Passage provided
Associate Professor, Department of English and Writing Studies, Western University
In September 1957, the “song and movie entertainment magazine” Heibon published this “popular song cartoon” (kayō manga) titled “I Am Waiting” to tie in with the release of an upcoming Nikkatsu youth film of the same name. The film starred Ishihara Yūjirō, the singer-actor pictured at the bottom left—the only photographic element on the page. The cartoon derives its title from a sentimental ballad by Ishihara released in February 1957. He had achieved some notoriety as the protagonist of the most widely discussed “sun tribe” (taiyōzoku) film of the previous year, Crazed Fruit, but at this point, he was known for his songs as much as his films.
The lyrics at the top right of the page are subtitled as a “parody song” (kaeuta) of the original. It follows the meter but changes the meaning from lachrymose longing for a vanished love to a song about the singer’s sadness that a young woman he just met will not be able to find his address. The text along the side of the double-page spread instructs us on how to read the cartoon: Like a game of sugoroku (something like snakes and ladders), in which the female character in the striped dress overcomes a series of absurd situations until she is finally able to meet the burgeoning star.
These labels are “paratexts.” Though not a part of the cartoon itself, they act as a frame or “vestibule,” communicating the intention of the cartoon to its reader. Gerard Genette introduced the term, pulling together an existing discussion of various elements of literary works that were not themselves the “text.” Genette’s discussion was heavily influenced by the turn from structuralism to poststructuralism in France. He drew on semiotics to codify the rhetorical elements of books as well as literature while paying particular attention to the paradoxical or ambiguous nature of some of those elements—such as the paratext, which is neither the text nor something that any text can ever be free of.
Genette distinguished between two elements of the paratext: the “peritext” that was part of the book itself (the title, the cover, the foreword, and so on) and the “epitext” of external texts that nonetheless served in some way as a “threshold” to the text for many readers. Examples of epitext include the literary review or the general discourse on author and genre. As Genette noted in Paratexts (1997), his interest lay entirely with French literature, in particular with epitexts. Even after the work was translated into English, the concept of paratext was used mainly in literary studies to analyze the textual apparatus of older works. However, in the last decade or so, the term has spread into cultural studies as a means to name and analyze the various intertextual elements that engage audiences with popular cultural products, such as films, television shows, and even star personae. Perhaps the most influential of these works is Jonathan Gray’s Show Sold Separately: Promos, Spoilers, and Other Media Paratexts (2010).

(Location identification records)
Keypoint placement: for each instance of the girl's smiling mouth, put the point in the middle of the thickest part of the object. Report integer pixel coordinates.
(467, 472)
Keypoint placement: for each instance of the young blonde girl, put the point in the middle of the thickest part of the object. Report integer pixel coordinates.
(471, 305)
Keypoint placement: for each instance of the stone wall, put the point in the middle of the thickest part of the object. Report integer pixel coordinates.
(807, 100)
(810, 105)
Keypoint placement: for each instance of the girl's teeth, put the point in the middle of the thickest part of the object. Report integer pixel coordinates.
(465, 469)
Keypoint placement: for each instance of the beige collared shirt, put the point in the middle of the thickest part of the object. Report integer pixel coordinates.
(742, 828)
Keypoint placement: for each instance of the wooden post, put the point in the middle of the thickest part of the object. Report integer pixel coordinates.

Exercise requirements
Resume the essay on the "I Am Waiting" cartoon and paratexts from the point where it stops. These records were taken from a separate source.

Result for this task
Gray, along with Genette and Roland Barthes, emphasizes that texts and paratexts are linked by a shared textuality. Rather than treat “the text itself” in isolation, he recognizes that such a concept is always extended in time and space by advance publicity and retrospective criticism and, increasingly, by the nonprofessional discourses of fans and/or antifans. Initially, paratexts were given a low status—as advertising, hype, or merchandise—but Gray insists on paratexts as meaning-making apparatuses, valuable for study in their own right. While most of his book deals with producer-generated image-based paratexts (posters, trailers, and DVD extras) of films and television shows, he also includes toys and games as well as gossip, discussion, and speculation as user-generated paratexts. Clearly, this interest in “off-screen studies” has something in common with the long-standing engagement with actual audiences and meaning making within cultural studies and reception studies.
Although Genette’s interest in authorial intention (the texts’ “illocutionary force”) and Gray’s emphasis on material texts might seem to downplay actual audience practices, the term paratext seems particularly suited to the recent attention to “participatory culture” (Jenkins 2013), in which it is no longer clear whether agency lies with the audiences that participate in creating new works around existing franchises or with the copyright holders that allow for such activity in their production plans. Indeed, one might ask whether such a distinction between capitalist production and resistant reception can even be maintained.
The remainder of this essay will explore the significance of thinking about popular culture and film through the concept of the paratext. Rather than consider the paratexts most directly focused on steering the interpretation of feature films and television programs (such as reviews and advertisements), I will focus on that most nebulous of popular culture categories: the star, or celebrity, persona. The concept of paratext allows us to understand the dual-edged nature of stardom (produced by paratexts yet reworked by audiences) described by Richard Dyer, P. David Marshall, and others. The example of Ishihara Yūjirō reveals the long history of image, sound, and written paratexts in the culture of publicity in Japan.
Richard Dyer (1979) described the “star image” as a kind of paratext, made up of various texts around the film performance that constructed the social sense of the star. Drawing, like Genette, on earlier work on semiotics by Roland Barthes and others, Dyer emphasized the paradox of stardom: Audiences know the “image” is constructed but at the same time are heavily invested in its “rhetoric of sincerity or authenticity”—supposed access to what the star is really like (Dyer 1986, 10). This is the fantasy that Heibon sold in Japan: real contact with the star, which is dramatized in the cartoon as the tribulations of actually reaching him.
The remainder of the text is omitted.